◆ **WHAT IS ASKED**:
1. In the employee profile of Katie Fung below, where was she born?
2. Pick up the employee profile of Katie Fung below after its last sentence and keep writing it.

◆ **TEXT**:
This story is a part of our ‘A Day in the Life’ series that highlights the career journeys of 2U employees across the world. Throughout May we’re celebrating Asian American Pacific Islander Heritage Month and featuring 2Utes of Asian-Pacific Islander (API) descent.
Born in Hong Kong and raised in Houston, Texas, Katie Fung grew up in a strict household. She describes her mother as a “tiger mom,” who had high expectations for Katie to be the best at all she did and pushed her to succeed above all else.
Her upbringing resulted in two separate outcomes: Katie is driven, hard-working, and a perfectionist (almost to a fault), and she is the opposite of a “tiger mom.” Katie prides herself on always being supportive, understanding, and encouraging of those she surrounds herself with in her personal life and at work.

◆ **LISTED ENTRIES**:
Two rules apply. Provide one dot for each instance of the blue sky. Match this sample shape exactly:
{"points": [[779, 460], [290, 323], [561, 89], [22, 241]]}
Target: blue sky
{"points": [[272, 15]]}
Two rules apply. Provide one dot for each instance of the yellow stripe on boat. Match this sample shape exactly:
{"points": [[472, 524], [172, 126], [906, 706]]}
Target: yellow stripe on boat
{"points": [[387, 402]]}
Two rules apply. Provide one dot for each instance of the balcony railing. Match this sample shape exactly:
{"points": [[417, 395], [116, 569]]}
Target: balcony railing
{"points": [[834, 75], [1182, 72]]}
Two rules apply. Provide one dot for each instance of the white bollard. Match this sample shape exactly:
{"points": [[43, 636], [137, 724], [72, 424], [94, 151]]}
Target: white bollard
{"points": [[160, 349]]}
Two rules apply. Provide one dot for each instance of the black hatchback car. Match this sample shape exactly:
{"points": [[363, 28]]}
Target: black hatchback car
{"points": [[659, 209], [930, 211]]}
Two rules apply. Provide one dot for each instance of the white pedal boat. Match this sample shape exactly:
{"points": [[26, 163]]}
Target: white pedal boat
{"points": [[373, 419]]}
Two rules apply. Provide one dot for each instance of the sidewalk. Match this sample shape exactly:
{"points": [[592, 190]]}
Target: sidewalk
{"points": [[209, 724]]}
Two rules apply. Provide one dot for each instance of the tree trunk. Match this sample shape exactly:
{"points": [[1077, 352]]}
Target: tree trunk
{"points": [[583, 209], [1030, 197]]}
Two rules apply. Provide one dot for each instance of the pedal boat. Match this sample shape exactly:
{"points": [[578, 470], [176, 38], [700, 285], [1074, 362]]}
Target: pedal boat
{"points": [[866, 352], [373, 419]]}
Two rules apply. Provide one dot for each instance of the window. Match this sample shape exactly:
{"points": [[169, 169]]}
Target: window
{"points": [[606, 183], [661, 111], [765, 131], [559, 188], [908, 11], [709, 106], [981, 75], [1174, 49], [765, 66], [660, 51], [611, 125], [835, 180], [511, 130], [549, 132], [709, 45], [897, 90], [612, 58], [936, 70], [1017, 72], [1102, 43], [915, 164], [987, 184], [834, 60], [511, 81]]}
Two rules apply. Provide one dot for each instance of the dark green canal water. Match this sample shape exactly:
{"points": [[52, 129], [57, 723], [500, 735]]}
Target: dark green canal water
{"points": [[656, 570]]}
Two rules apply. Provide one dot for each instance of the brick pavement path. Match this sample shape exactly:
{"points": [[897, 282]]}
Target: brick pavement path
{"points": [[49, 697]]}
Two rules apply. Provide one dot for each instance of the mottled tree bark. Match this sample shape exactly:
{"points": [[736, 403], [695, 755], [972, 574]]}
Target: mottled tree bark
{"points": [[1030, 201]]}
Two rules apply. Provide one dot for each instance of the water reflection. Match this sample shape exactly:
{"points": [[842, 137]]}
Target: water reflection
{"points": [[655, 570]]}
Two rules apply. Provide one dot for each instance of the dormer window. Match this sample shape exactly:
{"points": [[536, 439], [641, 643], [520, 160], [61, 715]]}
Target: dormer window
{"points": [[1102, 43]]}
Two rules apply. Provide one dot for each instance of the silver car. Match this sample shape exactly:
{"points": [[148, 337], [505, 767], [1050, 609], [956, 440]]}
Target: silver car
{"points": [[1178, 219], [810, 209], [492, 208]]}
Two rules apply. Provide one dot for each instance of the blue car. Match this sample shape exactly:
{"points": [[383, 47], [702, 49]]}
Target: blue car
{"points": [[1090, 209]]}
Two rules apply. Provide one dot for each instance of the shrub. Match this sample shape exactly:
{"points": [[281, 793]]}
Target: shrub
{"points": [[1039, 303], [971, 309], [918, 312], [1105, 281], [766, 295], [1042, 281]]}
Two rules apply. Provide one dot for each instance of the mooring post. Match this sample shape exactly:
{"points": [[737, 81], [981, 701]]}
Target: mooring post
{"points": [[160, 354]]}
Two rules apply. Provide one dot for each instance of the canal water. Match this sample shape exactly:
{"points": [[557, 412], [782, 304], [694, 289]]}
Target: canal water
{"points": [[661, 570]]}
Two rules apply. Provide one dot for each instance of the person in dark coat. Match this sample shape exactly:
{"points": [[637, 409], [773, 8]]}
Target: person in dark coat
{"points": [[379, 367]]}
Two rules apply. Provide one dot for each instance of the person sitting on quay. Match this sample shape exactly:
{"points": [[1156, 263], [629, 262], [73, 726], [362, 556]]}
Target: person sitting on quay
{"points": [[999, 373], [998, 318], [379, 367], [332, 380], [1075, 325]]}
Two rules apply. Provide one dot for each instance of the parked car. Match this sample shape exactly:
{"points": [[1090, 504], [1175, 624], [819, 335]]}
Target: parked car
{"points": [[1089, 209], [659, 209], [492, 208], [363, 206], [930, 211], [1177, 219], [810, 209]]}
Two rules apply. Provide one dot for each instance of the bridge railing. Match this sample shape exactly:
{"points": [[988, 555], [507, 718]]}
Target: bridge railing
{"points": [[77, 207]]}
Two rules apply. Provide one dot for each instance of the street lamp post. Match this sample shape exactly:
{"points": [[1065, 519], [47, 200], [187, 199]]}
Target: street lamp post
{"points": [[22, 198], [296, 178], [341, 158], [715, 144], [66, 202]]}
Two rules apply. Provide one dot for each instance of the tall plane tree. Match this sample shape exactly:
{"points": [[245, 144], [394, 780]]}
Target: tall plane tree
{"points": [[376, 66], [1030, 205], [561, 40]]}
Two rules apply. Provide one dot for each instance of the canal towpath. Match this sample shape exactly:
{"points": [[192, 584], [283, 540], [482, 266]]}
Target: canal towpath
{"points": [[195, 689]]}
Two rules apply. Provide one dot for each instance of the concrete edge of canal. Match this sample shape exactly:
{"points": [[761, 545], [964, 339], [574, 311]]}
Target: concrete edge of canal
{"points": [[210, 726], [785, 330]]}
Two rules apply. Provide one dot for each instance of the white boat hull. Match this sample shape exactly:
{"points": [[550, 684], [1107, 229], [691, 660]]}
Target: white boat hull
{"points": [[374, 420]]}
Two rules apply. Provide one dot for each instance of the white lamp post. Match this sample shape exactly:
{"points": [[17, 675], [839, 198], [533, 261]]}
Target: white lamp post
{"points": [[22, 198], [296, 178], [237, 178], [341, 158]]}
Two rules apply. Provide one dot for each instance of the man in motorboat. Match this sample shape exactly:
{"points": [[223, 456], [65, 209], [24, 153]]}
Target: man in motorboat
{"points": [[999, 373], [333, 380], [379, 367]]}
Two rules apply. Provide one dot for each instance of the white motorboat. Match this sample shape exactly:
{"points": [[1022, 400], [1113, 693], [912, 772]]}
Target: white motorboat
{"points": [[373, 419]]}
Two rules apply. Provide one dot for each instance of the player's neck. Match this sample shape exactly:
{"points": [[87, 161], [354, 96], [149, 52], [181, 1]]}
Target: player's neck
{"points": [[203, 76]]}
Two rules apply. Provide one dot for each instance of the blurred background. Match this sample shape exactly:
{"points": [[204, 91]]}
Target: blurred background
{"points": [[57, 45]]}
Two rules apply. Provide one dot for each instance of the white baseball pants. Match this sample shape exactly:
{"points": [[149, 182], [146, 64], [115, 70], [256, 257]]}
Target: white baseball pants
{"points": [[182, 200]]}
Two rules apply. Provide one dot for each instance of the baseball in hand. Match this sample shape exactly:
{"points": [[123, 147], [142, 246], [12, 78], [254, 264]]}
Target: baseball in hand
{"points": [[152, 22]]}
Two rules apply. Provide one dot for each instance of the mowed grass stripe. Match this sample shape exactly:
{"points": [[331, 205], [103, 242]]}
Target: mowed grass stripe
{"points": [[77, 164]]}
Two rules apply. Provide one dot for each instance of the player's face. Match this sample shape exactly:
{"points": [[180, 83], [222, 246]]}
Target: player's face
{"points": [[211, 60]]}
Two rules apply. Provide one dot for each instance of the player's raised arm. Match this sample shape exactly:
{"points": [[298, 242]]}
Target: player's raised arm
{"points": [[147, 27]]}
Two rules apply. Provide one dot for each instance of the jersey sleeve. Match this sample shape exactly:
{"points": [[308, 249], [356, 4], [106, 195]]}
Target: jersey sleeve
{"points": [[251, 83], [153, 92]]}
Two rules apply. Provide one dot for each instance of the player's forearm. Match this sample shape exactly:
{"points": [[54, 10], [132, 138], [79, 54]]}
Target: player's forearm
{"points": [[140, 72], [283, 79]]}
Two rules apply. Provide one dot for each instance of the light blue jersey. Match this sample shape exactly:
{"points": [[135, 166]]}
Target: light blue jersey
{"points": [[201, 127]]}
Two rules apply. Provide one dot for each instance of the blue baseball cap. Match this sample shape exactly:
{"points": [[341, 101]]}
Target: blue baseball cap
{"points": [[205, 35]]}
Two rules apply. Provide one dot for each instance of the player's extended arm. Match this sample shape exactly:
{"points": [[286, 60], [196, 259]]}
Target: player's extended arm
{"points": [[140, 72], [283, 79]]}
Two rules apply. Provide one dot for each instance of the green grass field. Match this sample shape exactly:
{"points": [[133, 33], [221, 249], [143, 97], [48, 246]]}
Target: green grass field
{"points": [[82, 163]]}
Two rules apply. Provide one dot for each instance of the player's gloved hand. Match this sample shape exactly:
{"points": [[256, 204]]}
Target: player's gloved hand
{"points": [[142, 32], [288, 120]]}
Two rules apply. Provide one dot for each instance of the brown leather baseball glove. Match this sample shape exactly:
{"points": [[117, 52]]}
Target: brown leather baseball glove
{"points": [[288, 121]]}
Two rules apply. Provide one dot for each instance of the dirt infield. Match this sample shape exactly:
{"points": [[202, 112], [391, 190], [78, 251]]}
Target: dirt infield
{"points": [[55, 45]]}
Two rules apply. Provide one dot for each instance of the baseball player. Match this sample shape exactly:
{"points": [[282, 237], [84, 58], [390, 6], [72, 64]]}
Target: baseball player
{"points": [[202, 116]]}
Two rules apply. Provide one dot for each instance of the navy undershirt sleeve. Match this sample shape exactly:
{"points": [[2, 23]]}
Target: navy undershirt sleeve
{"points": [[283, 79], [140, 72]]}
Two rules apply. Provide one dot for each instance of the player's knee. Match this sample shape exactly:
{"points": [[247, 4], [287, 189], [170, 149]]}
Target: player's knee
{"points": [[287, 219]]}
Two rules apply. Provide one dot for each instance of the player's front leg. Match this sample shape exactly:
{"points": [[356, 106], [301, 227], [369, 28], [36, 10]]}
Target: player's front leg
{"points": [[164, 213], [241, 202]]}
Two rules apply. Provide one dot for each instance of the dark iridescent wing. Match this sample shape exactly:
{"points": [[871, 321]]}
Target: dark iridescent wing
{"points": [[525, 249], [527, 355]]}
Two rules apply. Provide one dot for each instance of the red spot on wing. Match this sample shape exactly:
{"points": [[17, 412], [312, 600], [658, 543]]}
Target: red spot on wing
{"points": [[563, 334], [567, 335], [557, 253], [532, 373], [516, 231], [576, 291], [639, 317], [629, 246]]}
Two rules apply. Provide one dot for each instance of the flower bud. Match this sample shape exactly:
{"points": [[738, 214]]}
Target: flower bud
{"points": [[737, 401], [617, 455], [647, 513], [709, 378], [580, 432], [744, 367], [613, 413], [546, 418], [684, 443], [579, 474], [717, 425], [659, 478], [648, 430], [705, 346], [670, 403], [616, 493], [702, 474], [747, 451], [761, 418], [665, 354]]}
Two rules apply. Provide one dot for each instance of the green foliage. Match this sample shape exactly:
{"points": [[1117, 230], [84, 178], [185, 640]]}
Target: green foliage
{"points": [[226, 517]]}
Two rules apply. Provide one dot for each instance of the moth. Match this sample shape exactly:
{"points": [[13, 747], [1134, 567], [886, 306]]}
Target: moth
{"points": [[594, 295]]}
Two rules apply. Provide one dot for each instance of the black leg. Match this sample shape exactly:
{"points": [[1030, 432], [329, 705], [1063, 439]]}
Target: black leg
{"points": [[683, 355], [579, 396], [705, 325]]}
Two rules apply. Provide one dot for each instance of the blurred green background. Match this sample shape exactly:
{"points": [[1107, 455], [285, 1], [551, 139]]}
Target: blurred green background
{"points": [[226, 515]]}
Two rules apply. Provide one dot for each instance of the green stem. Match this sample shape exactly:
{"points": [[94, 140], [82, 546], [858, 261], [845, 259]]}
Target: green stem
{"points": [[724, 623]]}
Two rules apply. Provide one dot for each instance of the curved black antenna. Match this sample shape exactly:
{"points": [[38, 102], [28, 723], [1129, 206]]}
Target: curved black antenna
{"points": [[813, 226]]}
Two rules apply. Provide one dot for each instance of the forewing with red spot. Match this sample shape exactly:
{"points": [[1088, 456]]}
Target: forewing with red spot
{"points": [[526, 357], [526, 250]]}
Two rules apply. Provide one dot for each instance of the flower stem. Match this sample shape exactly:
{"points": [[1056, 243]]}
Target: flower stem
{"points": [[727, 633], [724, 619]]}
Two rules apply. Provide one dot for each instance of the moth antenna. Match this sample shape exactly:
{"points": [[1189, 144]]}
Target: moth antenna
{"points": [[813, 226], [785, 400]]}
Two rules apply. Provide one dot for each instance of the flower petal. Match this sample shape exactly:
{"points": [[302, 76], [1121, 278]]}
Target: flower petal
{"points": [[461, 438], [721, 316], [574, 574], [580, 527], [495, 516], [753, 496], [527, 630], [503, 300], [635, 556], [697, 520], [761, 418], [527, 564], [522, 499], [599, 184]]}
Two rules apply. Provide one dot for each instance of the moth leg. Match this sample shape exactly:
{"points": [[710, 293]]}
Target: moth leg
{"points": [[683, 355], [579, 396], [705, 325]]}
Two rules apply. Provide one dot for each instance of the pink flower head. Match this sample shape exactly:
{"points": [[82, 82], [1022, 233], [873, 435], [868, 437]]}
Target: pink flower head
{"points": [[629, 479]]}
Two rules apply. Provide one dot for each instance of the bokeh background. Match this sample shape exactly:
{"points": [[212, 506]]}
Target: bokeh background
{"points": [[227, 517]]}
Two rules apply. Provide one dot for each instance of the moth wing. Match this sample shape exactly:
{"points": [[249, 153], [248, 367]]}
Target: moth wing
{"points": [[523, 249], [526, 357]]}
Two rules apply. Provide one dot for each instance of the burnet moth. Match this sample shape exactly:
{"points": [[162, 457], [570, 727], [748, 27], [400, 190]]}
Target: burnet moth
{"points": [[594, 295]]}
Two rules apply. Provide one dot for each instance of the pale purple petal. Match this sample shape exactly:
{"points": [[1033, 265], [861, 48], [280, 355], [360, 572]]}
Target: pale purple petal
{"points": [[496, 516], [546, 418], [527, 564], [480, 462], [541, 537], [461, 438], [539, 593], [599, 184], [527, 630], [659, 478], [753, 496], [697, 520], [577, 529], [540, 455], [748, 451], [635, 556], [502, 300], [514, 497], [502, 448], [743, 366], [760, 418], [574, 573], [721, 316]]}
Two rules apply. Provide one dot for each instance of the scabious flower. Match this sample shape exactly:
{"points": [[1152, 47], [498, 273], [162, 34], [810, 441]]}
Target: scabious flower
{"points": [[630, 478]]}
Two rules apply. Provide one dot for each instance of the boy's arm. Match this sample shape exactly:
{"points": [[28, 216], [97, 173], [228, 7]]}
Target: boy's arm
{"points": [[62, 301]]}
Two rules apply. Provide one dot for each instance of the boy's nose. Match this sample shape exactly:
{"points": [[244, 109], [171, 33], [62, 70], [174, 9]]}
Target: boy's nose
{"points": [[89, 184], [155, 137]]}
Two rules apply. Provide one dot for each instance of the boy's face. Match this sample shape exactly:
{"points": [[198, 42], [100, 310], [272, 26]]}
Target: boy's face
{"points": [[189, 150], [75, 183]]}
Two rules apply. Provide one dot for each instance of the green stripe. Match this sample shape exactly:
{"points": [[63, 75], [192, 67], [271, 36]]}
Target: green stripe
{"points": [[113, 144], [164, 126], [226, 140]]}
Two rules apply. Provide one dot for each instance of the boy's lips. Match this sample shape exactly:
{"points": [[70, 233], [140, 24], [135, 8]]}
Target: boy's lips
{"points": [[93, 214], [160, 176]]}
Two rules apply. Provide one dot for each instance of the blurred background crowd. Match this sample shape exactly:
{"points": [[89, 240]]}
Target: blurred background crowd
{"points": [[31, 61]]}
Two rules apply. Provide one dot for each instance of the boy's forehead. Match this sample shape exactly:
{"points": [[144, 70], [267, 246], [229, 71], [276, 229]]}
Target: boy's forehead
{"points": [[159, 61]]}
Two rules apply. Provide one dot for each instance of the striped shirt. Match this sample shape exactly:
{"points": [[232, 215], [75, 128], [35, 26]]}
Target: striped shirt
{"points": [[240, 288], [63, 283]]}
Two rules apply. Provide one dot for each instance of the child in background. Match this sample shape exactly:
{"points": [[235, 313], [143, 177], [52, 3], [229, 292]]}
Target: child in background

◆ **RESULTS**:
1. Hong Kong

2.
That inclination to assist, comfort, and serve is what led Katie to a career of helping others. Her first role in service was in emergency communications. “How better to help others than to literally help save lives,” Katie thought. But after spending more than five years reacting to difficult, complex, and dire situations, Katie needed a break. She learned to be quick, prepared, and vigilant—all important lessons learned—but she needed a way out of the darkness. She found the light as a result of a fateful Facebook comment that led her to an opening for a part-time recruitment role at Trilogy, a 2U, Inc. brand.
Today, Katie has transitioned from part-time to full-time as a regional recruitment manager, a position that allows her to lead a team whose daily job is to change lives through professional opportunities. She applies the skills she developed working in emergency situations to remain calm, stay one step ahead, and uncover solutions in a fast-paced, high volume environment. She also uses lessons learned from her upbringing, encouraging and supporting her team because she believes “we can only succeed by working together.”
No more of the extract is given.